● Task to carry out: Search the entries for the word "each" and return every line where it is found.

━━━━━ The records ━━━━━

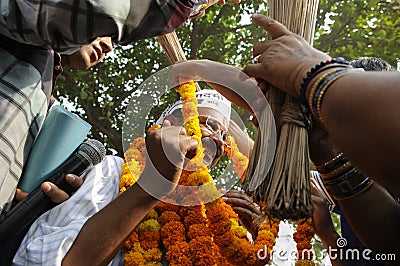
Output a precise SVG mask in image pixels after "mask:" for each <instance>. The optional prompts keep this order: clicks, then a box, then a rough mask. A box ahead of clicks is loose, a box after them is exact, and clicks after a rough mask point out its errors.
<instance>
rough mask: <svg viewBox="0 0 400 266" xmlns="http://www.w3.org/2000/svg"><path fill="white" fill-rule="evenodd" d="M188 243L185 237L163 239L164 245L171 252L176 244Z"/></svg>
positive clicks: (169, 236)
mask: <svg viewBox="0 0 400 266" xmlns="http://www.w3.org/2000/svg"><path fill="white" fill-rule="evenodd" d="M184 241H186V237H185V235H180V234H179V235H171V236H169V237H166V238H163V244H164V246H165V247H166V248H167V249H168V250H169V249H170V247H171V246H172V245H174V244H176V242H184Z"/></svg>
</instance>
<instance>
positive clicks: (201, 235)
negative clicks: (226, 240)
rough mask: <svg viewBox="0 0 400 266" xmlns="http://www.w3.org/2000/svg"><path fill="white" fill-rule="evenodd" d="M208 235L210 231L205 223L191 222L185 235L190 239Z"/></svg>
mask: <svg viewBox="0 0 400 266" xmlns="http://www.w3.org/2000/svg"><path fill="white" fill-rule="evenodd" d="M208 235H210V232H209V230H208V227H207V225H206V224H193V225H191V226H190V227H189V231H188V233H187V236H188V238H190V239H195V238H196V237H200V236H208Z"/></svg>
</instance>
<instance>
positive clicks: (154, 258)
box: [143, 248, 162, 262]
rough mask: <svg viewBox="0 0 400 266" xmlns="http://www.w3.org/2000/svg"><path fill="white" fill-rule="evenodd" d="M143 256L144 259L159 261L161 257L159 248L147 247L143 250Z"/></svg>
mask: <svg viewBox="0 0 400 266" xmlns="http://www.w3.org/2000/svg"><path fill="white" fill-rule="evenodd" d="M143 258H144V259H145V260H146V261H153V262H156V261H161V258H162V252H161V250H160V249H159V248H151V249H147V250H145V251H144V252H143Z"/></svg>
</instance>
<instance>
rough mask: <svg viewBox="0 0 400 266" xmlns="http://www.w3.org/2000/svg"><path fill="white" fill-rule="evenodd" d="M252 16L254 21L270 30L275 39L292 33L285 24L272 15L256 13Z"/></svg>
mask: <svg viewBox="0 0 400 266" xmlns="http://www.w3.org/2000/svg"><path fill="white" fill-rule="evenodd" d="M251 18H252V19H253V22H254V23H256V24H257V25H258V26H261V27H262V28H263V29H265V30H266V31H268V33H269V34H270V36H271V37H272V39H273V40H274V39H276V38H279V37H281V36H284V35H290V34H292V33H291V32H290V31H289V30H288V29H287V28H286V27H285V26H284V25H282V24H281V23H279V22H278V21H276V20H274V19H272V18H270V17H267V16H264V15H261V14H254V15H253V16H252V17H251Z"/></svg>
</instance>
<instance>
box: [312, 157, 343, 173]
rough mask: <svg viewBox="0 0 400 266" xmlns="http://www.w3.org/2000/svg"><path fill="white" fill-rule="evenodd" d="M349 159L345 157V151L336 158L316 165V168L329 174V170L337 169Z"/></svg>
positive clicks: (319, 170)
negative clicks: (344, 154)
mask: <svg viewBox="0 0 400 266" xmlns="http://www.w3.org/2000/svg"><path fill="white" fill-rule="evenodd" d="M346 162H348V161H347V159H346V157H344V155H343V153H342V152H341V153H339V154H338V155H336V156H335V157H334V158H332V159H330V160H329V161H327V162H325V163H323V164H321V165H316V166H315V169H317V171H318V172H319V173H320V174H328V173H329V172H331V171H333V170H335V169H337V168H338V167H340V166H342V165H343V164H345V163H346Z"/></svg>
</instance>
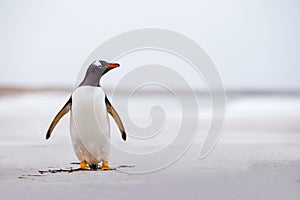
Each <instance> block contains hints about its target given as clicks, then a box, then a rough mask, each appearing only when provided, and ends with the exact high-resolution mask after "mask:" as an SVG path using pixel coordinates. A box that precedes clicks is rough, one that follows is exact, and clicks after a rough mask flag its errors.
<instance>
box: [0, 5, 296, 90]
mask: <svg viewBox="0 0 300 200" xmlns="http://www.w3.org/2000/svg"><path fill="white" fill-rule="evenodd" d="M299 11H300V2H299V1H298V0H285V1H283V0H281V1H280V0H277V1H274V0H264V1H261V0H252V1H242V0H240V1H238V0H229V1H222V0H212V1H188V0H187V1H180V2H179V1H169V0H167V1H158V0H152V1H137V0H135V1H71V0H67V1H58V0H54V1H38V0H28V1H16V0H1V1H0V24H1V28H0V29H1V31H0V44H1V45H0V57H1V59H0V74H1V75H0V86H6V87H7V86H9V87H10V86H17V87H19V86H30V87H68V88H71V87H72V86H73V84H74V83H75V79H76V76H77V73H78V72H79V70H80V67H81V64H82V63H83V62H84V60H85V59H86V57H87V56H88V55H89V53H90V52H91V51H92V50H94V49H95V48H96V47H97V46H98V45H99V44H101V43H102V42H103V41H105V40H107V39H109V38H111V37H112V36H114V35H117V34H120V33H122V32H125V31H130V30H133V29H138V28H146V27H154V28H164V29H170V30H173V31H177V32H179V33H182V34H184V35H186V36H188V37H190V38H191V39H192V40H194V41H196V42H197V43H198V44H199V45H200V46H201V47H202V48H203V49H204V50H205V51H206V52H207V53H208V55H209V56H210V57H211V59H212V60H213V61H214V63H215V64H216V67H217V69H218V70H219V72H220V75H221V77H222V79H223V81H224V85H225V87H226V89H227V90H251V91H253V90H255V91H266V90H272V91H274V90H276V91H299V90H300V79H299V75H300V58H299V52H300V39H299V35H300V20H299V19H300V12H299ZM121 64H122V63H121ZM176 67H178V66H176V65H174V68H176ZM120 70H121V69H120ZM120 75H122V72H121V73H120ZM115 78H116V79H117V78H118V77H115ZM110 81H111V80H107V83H106V84H108V85H109V84H110Z"/></svg>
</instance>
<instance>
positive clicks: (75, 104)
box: [70, 86, 110, 163]
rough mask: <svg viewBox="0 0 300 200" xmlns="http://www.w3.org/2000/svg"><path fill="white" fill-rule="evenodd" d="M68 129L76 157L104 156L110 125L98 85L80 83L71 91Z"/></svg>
mask: <svg viewBox="0 0 300 200" xmlns="http://www.w3.org/2000/svg"><path fill="white" fill-rule="evenodd" d="M70 132H71V139H72V143H73V147H74V151H75V153H76V155H77V157H78V159H80V160H86V161H87V162H88V163H97V162H99V161H101V160H103V159H104V160H107V159H108V155H109V151H110V141H109V140H110V125H109V118H108V114H107V110H106V105H105V93H104V91H103V90H102V89H101V88H100V87H91V86H82V87H79V88H77V89H76V90H75V91H74V93H73V95H72V107H71V118H70Z"/></svg>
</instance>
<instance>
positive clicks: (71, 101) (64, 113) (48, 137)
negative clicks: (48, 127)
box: [46, 96, 72, 139]
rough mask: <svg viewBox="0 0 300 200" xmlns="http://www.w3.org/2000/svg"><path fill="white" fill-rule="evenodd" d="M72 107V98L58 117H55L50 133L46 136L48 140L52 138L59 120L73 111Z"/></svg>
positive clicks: (60, 113)
mask: <svg viewBox="0 0 300 200" xmlns="http://www.w3.org/2000/svg"><path fill="white" fill-rule="evenodd" d="M71 105H72V96H71V97H70V99H69V100H68V101H67V103H66V104H65V105H64V107H63V108H62V109H61V110H60V111H59V112H58V113H57V115H56V116H55V117H54V119H53V121H52V123H51V125H50V127H49V129H48V131H47V134H46V139H49V138H50V136H51V133H52V131H53V129H54V128H55V126H56V124H57V123H58V122H59V120H60V119H61V118H62V117H63V116H64V115H65V114H67V113H68V112H69V111H70V110H71Z"/></svg>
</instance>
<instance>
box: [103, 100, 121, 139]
mask: <svg viewBox="0 0 300 200" xmlns="http://www.w3.org/2000/svg"><path fill="white" fill-rule="evenodd" d="M105 104H106V109H107V112H108V113H109V114H110V115H111V116H112V117H113V118H114V120H115V122H116V124H117V125H118V127H119V129H120V132H121V136H122V139H123V140H124V141H126V132H125V128H124V126H123V123H122V121H121V118H120V116H119V114H118V113H117V111H116V110H115V109H114V107H113V106H112V105H111V103H110V102H109V100H108V98H107V97H106V96H105Z"/></svg>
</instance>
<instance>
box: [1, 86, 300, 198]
mask: <svg viewBox="0 0 300 200" xmlns="http://www.w3.org/2000/svg"><path fill="white" fill-rule="evenodd" d="M33 97H36V100H32V98H33ZM67 97H68V94H66V93H55V94H53V93H51V92H50V93H46V94H45V93H43V94H34V96H32V95H22V97H16V96H13V97H1V99H0V110H1V114H0V122H1V127H0V133H1V134H0V139H1V140H0V169H1V170H0V178H1V179H0V190H1V192H0V198H1V199H64V198H66V199H82V198H92V199H96V198H97V199H205V200H225V199H245V200H247V199H249V200H250V199H251V200H253V199H254V200H256V199H257V200H265V199H272V200H273V199H280V200H282V199H295V200H296V199H299V198H300V170H299V169H300V125H299V119H300V118H299V105H300V101H299V98H294V97H293V98H289V97H287V98H281V97H280V98H274V97H273V99H274V101H272V102H273V104H272V105H271V106H270V107H269V108H266V106H265V102H266V100H265V99H264V98H250V99H243V98H241V99H240V98H238V99H235V100H234V101H229V102H228V109H227V121H226V125H225V127H224V131H223V136H222V138H221V140H220V141H219V143H218V145H217V146H216V148H215V149H214V150H213V152H212V153H211V154H210V155H209V156H208V157H207V158H205V159H202V160H199V159H198V154H199V149H200V145H201V144H200V140H198V139H197V140H196V141H195V143H194V144H193V145H192V146H191V148H190V149H189V150H188V151H187V152H186V153H185V154H184V155H183V156H182V157H181V158H180V159H179V160H178V161H177V162H175V163H174V164H172V165H171V166H169V167H167V168H165V169H163V170H159V171H156V172H153V173H144V174H132V173H125V172H123V171H122V170H116V171H105V172H102V171H83V172H81V171H80V172H73V173H65V172H64V173H55V174H52V173H46V174H40V173H39V172H38V170H47V169H59V168H67V167H72V166H73V167H76V165H72V164H70V163H71V162H74V161H77V160H76V157H75V155H74V153H73V151H72V146H71V143H70V138H69V133H68V117H65V118H64V119H63V120H62V121H61V123H60V124H59V125H58V127H57V128H56V130H55V133H54V135H53V138H51V140H49V141H45V139H44V134H45V130H46V129H47V128H48V125H49V123H50V121H51V119H52V117H53V115H54V114H55V113H56V112H57V108H60V106H61V105H63V103H64V101H65V100H66V99H67ZM274 102H277V103H274ZM291 105H292V106H291ZM32 106H34V109H31V107H32ZM249 106H250V108H249ZM44 108H45V109H44ZM251 108H252V109H251ZM253 108H256V109H258V110H259V111H260V112H259V113H257V112H254V111H253ZM30 110H31V112H30ZM271 111H273V112H271ZM112 131H116V130H115V129H113V130H112ZM112 134H114V133H112ZM129 139H130V138H129ZM160 159H164V157H163V156H162V157H161V158H160ZM149 162H155V160H153V161H149ZM111 164H112V165H113V166H119V165H123V164H134V165H136V167H138V166H137V165H139V163H138V162H134V163H133V162H131V161H130V157H126V158H119V157H118V155H116V154H114V152H112V159H111ZM144 164H147V163H144ZM128 170H129V172H130V170H133V172H134V170H135V169H134V168H130V169H128Z"/></svg>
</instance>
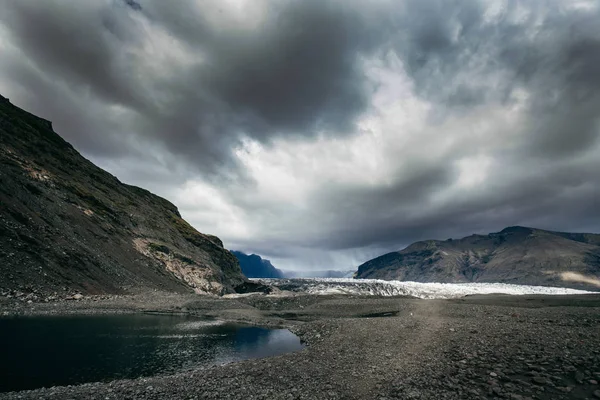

━━━━━

● Output:
Output a precise SVG mask in image pixels after "mask:" for each <instance>. The optional prompts keep this order: clicks, then a box, then a rough mask. A box ahead of clicks is loose, a box after them is exact, and clicks after a rough mask point out its errors.
Each <instance> block contains hints about its target given as clicks, then a box, then a rough mask, each appearing only when provided, and ends with the exact high-resolution mask after "mask:" as an SVG path using pixel coordinates. A box that precedes clicks is rough, one that follows is exact, and clicks after a rough mask flag its errors.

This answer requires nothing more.